▸ Exercise requirements
Pick out every line in the material below that contains the string "trousers", and copy each of those lines. Match case exactly.

========

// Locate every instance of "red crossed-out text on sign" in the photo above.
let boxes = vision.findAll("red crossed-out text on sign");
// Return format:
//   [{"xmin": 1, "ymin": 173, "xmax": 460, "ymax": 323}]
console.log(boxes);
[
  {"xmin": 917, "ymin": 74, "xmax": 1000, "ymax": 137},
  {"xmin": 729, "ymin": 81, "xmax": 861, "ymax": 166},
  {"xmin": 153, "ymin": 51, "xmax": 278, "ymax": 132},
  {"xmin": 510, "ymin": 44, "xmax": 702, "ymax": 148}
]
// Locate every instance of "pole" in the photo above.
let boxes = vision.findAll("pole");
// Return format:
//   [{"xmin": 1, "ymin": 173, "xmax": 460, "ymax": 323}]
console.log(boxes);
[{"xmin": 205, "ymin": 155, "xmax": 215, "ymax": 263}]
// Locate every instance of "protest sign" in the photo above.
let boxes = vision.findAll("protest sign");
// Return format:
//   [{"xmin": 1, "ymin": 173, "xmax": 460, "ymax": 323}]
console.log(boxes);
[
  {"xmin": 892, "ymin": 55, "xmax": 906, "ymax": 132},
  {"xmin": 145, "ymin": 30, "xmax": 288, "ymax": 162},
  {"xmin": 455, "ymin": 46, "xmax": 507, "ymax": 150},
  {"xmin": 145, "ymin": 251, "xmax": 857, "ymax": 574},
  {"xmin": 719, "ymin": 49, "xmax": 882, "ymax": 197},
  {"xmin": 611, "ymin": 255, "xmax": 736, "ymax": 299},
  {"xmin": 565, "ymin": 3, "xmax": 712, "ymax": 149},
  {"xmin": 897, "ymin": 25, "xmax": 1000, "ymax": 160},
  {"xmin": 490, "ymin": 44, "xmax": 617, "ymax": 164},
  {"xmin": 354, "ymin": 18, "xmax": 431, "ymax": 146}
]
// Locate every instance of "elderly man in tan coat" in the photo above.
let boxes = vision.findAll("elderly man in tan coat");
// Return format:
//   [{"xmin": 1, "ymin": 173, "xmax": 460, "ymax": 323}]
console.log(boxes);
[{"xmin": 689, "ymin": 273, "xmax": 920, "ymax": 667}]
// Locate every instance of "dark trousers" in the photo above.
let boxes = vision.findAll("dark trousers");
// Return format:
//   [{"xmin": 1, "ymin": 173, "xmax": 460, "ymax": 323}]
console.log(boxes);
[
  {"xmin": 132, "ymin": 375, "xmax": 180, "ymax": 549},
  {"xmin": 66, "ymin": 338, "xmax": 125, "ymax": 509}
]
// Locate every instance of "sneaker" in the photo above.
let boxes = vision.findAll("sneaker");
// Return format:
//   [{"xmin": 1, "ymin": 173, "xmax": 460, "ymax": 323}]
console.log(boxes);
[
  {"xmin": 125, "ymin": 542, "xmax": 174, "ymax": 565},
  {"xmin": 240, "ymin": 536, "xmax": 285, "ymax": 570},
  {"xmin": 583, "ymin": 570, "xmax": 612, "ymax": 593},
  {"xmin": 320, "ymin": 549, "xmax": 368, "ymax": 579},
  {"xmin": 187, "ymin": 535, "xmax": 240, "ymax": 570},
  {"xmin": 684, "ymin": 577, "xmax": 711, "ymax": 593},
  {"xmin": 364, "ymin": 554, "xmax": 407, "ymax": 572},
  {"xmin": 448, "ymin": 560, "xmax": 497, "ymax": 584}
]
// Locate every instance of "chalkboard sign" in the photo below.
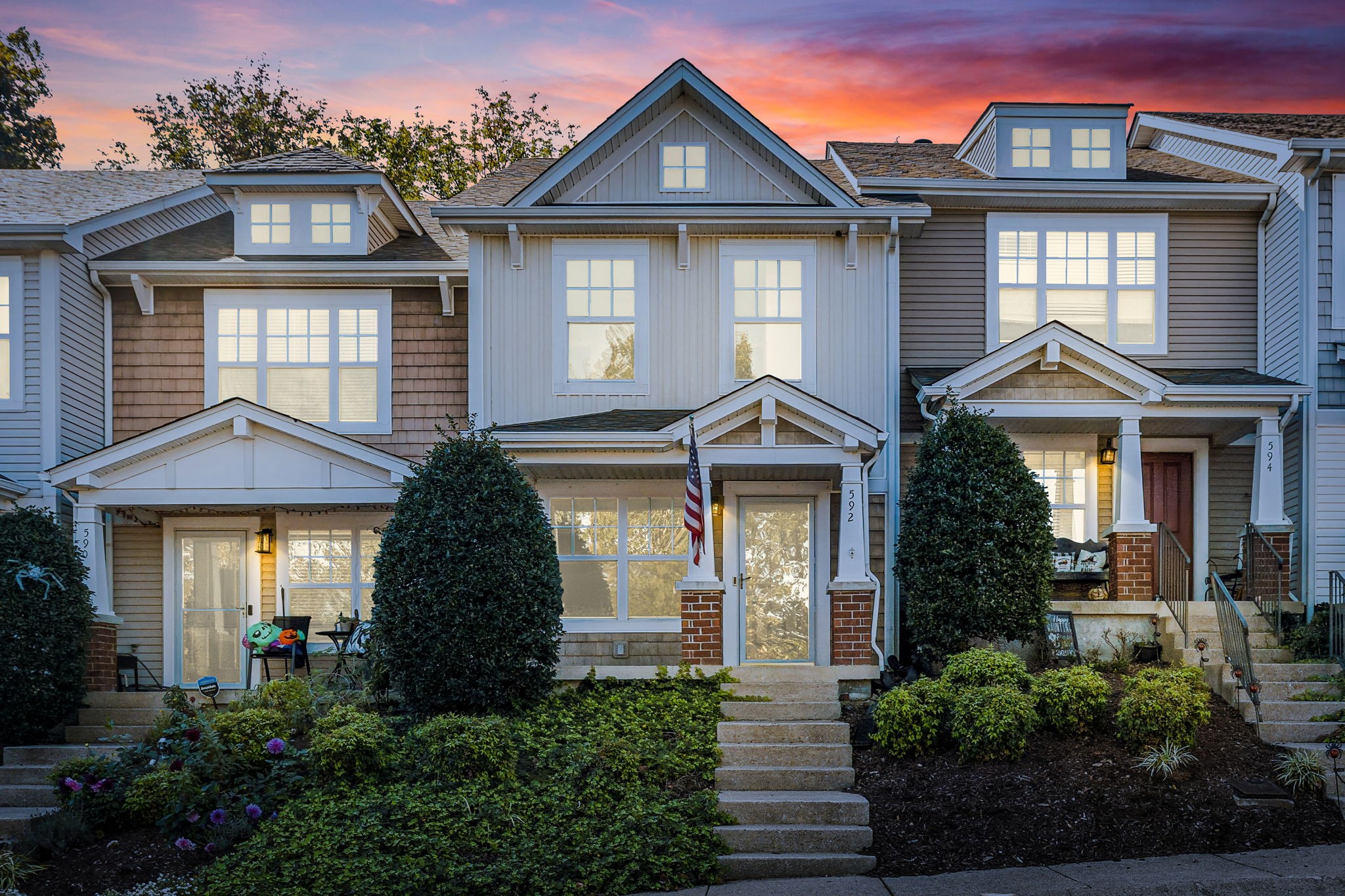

========

▸ Complete output
// Locate every instance of "dark trousers" in the photo above.
let boxes = vision.findAll("dark trousers");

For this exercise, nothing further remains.